### Goal
Each record below is to be reproduced without any change.

Some records
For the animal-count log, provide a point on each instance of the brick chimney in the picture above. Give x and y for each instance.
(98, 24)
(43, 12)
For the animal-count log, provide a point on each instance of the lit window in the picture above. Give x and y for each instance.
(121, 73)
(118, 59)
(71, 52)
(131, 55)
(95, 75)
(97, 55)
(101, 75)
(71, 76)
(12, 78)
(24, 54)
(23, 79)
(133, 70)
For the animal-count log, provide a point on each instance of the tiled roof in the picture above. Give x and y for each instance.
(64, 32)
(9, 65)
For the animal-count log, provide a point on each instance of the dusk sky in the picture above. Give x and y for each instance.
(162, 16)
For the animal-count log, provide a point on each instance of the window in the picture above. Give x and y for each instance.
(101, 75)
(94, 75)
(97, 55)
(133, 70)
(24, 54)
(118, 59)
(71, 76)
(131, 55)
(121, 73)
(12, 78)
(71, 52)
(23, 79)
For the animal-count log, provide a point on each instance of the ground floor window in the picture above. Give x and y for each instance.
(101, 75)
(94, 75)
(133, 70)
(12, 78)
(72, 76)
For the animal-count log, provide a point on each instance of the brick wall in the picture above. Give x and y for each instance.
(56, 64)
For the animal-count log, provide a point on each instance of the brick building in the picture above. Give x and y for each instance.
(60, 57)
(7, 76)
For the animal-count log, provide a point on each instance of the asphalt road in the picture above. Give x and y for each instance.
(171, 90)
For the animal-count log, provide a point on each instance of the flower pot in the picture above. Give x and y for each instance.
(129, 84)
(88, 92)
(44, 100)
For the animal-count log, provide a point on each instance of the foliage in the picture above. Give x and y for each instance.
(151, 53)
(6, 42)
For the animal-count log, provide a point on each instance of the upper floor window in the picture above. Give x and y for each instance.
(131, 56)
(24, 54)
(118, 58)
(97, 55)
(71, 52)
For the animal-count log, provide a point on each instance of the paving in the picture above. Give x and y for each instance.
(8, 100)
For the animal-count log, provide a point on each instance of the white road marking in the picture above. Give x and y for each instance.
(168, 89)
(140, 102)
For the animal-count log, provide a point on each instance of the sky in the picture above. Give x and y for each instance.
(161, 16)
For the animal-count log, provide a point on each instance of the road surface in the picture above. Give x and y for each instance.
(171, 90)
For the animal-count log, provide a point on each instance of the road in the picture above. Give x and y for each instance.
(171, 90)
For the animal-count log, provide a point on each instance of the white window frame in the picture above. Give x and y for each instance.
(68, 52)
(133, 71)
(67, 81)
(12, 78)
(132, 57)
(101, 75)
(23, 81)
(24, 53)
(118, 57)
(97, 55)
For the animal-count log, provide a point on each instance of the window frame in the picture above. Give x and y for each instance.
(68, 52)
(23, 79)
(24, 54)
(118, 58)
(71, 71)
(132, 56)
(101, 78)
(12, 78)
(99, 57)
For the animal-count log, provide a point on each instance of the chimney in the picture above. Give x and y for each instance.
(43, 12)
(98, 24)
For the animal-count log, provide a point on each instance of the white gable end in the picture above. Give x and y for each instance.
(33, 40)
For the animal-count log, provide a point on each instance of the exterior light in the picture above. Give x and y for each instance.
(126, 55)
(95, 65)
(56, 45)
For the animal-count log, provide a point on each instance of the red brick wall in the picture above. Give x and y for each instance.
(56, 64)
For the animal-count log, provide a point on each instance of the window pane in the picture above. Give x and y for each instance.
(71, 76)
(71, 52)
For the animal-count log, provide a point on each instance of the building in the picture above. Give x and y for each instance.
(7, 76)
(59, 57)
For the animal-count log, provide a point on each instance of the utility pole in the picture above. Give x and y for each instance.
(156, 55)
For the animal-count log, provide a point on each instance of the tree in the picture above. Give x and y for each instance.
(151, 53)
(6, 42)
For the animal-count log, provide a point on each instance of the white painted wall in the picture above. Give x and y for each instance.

### Solution below
For the animal-count log, provide a point on each instance of the brick chimney in the picture above. Give x and y for each instance.
(98, 24)
(43, 12)
For the animal-count log, provide a point on each instance of the lit window in the picture above. Give x and y for each instance.
(121, 73)
(118, 59)
(71, 52)
(131, 55)
(95, 75)
(97, 55)
(101, 75)
(71, 76)
(12, 78)
(24, 54)
(23, 79)
(133, 70)
For the animal-count log, provide a point on each instance of the tiled roof in the picture above. Give x and y for each instance.
(64, 32)
(9, 65)
For the animal-count log, provide a point on each instance of the dusk sky in the picture above. Give x and y for each instance.
(162, 16)
For the animal-count log, provide a point on each instance of the window in the picture above. Give x and y for each instance.
(101, 75)
(94, 75)
(97, 55)
(133, 70)
(24, 54)
(118, 59)
(71, 76)
(131, 55)
(121, 73)
(12, 78)
(71, 52)
(23, 79)
For the animal-count log, provide a point on each instance of the ground floor window in the picture above. Give x and y for each instance.
(101, 75)
(94, 75)
(133, 70)
(12, 78)
(72, 76)
For the animal-count log, provide a point on each instance of the brick wall in the picture above. Give x and y for each instance.
(56, 64)
For the animal-count log, provide a point on each instance of the brick building in the picture above. Give x and y for each instance.
(60, 57)
(7, 76)
For the animal-count log, provide a point on each instance of the asphalt road in the picture above. Give x and y for each instance.
(171, 90)
For the animal-count log, provide a point on each instance of the flower pot in the picture above. Give x and y for each instance.
(129, 84)
(88, 92)
(44, 100)
For the animal-count log, provide a point on each instance of the foliage in the picture above. Give x and y for each instance.
(151, 53)
(6, 42)
For the animal-count log, provide a point on each instance of the upper floor window in the picture above. Give x and y for each instance.
(131, 56)
(24, 54)
(118, 58)
(97, 55)
(71, 52)
For the animal-count log, provide a point on each instance of the paving in the picture above. Give x and y for each instance.
(8, 100)
For the animal-count log, provide a point on each instance of the white road marking in the picture above. Give x and y for each instance.
(168, 89)
(140, 102)
For the animal-count log, provide a point on each instance of the sky in the picture above. Give x and y for each instance.
(161, 16)
For the animal-count log, provide a point on each instance of the road surface in the picture above. Give x and y for each instance.
(171, 90)
For the animal-count log, provide a point on each instance of the road in the picture above. Give x and y for each instance.
(171, 90)
For the animal-count log, provide a point on each instance of the white window frame in the picture above. Give x and y for each instance.
(68, 52)
(133, 71)
(67, 81)
(12, 78)
(132, 57)
(101, 75)
(23, 81)
(24, 53)
(118, 57)
(97, 55)
For the animal-count log, provide a point on each instance of the window frame in the picture above. Give x and y for each instance.
(68, 52)
(23, 79)
(24, 54)
(118, 58)
(71, 71)
(132, 56)
(101, 78)
(12, 78)
(99, 57)
For the animal-count log, provide a point on each instance of the chimney in the picture above. Give x and y for each instance.
(43, 12)
(98, 24)
For the animal-count log, provide a point on each instance of the white gable end in the picture above. Give x and y for each instance.
(33, 40)
For the animal-count log, provide a point on each instance of the exterior light in the picture above. Give x and y for each instance.
(126, 55)
(95, 65)
(56, 45)
For the animal-count log, provide a point on each instance of the red brick wall in the picture above. Give x and y for each instance.
(56, 64)
For the animal-count log, provide a point on each instance of the window pane in the picture above. Give x and y for each instance.
(71, 76)
(71, 52)
For the animal-count log, provide a point on each instance of the building in the picture above. Give x and y for each instance.
(7, 76)
(59, 57)
For the animal-count log, provide a point on each instance of the utility pole in the picture above. Give x and y for each instance.
(156, 55)
For the animal-count log, provide a point on each instance of the tree in the picture above. Give x and y for each instance.
(151, 53)
(6, 42)
For the animal-count log, provide a point on each instance of the white painted wall in the picture above. Give x and y for each instance.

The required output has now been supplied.